_Source document_.
============

There is exactly one supermarket within walking distance of my apartment, and I don’t have a car or a bicycle. To go to another supermarket from the same chain would require a 10-20 minute bus ride, and to go to a different chain would require either 2 bus rides or a 20 minute bus ride and a 10-20 minute walk. Hardly an option for a busy and impoverished grad student. I don’t keep a lot of food in my house, and I’m obviously not rich enough to eat out for an indeterminate length of time.

So yeah, I’d cross a picket line at a grocery store, because it’s a necessity. You gotta eat. Many people, especially those who live in food deserts, don’t have much choice when it comes to grocery stores. (My neighborhood is hardly a food desert, but living in the middle of the city and being carless is still very different than living in the suburbs.) If it was something else, like a CVS and I just wanted to buy some makeup, then no, I wouldn’t.

Since this is 2013 rather than 1973, and we’ve had more than a generation of successful top-down class war since then, the likelihood that a union’s strike isn’t justified is pretty damned small. So I’m gonna honor the picket line pretty much automatically.

Yeah, in that situation there’s no way I’d go somewhere else. Shit, I don’t make more money than these people and I have no benefits, so just how much time and money am I really supposed to spend on them?

============

_Information shown_.
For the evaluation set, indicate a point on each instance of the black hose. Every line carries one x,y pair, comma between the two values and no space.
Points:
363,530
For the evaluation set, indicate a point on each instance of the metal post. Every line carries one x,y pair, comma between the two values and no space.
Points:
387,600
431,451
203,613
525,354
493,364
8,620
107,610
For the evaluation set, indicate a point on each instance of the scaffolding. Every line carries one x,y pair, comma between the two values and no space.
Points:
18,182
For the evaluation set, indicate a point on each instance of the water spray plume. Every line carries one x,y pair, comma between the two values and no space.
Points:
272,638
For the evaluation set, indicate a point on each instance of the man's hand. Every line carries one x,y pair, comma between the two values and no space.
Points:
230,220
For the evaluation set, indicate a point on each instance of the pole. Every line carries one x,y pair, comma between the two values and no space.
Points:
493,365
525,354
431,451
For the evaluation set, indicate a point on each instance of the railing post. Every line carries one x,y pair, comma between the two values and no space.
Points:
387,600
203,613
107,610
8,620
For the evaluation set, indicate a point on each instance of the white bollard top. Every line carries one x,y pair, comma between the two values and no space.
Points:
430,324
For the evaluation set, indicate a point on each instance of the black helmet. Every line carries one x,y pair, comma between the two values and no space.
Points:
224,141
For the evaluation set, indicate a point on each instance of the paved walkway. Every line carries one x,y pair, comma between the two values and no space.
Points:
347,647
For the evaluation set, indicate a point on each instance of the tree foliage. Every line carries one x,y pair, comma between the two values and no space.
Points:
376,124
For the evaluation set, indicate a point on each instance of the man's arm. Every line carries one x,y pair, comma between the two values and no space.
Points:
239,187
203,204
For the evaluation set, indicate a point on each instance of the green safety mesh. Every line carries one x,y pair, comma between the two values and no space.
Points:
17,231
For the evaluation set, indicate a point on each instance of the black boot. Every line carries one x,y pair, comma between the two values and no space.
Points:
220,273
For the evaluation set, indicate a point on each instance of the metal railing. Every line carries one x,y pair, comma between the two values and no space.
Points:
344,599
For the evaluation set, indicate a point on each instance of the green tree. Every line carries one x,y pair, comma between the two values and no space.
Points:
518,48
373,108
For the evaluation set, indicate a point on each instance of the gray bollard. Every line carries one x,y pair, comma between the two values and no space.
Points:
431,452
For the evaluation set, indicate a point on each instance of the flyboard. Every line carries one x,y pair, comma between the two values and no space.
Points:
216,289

============

_Stated exercise_. Extend the picket-line discussion with a few more lines that pick up after its final sentence. The rows are separate material and have nothing to do with the picket-line discussion.

_Exercise result_.
I would cross it and I have done it before. I worked in a supermarket in high school (no union) and later in the corporate headquarters of two New England supermarket chains (partially unionized). I never had any sympathy for the unions there partly because it seemed like the people that got screwed the most by them were their newest members. Everything was based on seniority from pay, benefits, to vacation schedules. The only thing they cared about was how long each member had been paying dues, not how good a job they did or if an ambitious youngster might be better qualified for the more desirable positions than someone who had just hung around for a really long time.

The supermarket headquarters I worked in was constantly being picketed by some group or another for some bullshit reason. They probably thought we were cowering under our desks while they marched defiantly outside. In reality, we just got an e-mail telling us to use the back entrance for the day and we usually didn’t even know what people were protesting about or even notice that they were there at all.

I would cross. Unions have become elitist and corrupt.

I suspect I’m in the same area as the OP (Pacific Northwest). The irony of this strike is that in my city, the only grocery store not affected is Walmart. Interesting dilemma for those not wanting to cross picket lines.

Unions haven’t become corrupt, they always were corrupt. They are sometimes a milder version of organized crime, sometimes they are the direct instruments, search on Jimmy Hoffa and the Teamsters.

A strike is an organized shake-down of a company. Meet our demands or we will shut your business down. Knee-capping is now optional, but it is the same sort of threat.

Workers do not strike and lose pay for their own personal amusement, this is always the last resort.

I don’t care what the reasons are, and especially would never take any story as reported by the media, workers do not strike and lose pay for their own personal amusement.

I would not cross, workers do not strike and lose pay for their personal amusement.

There are no bad workers, only bad managers, workers do not strike and lose pay for their personal amusement.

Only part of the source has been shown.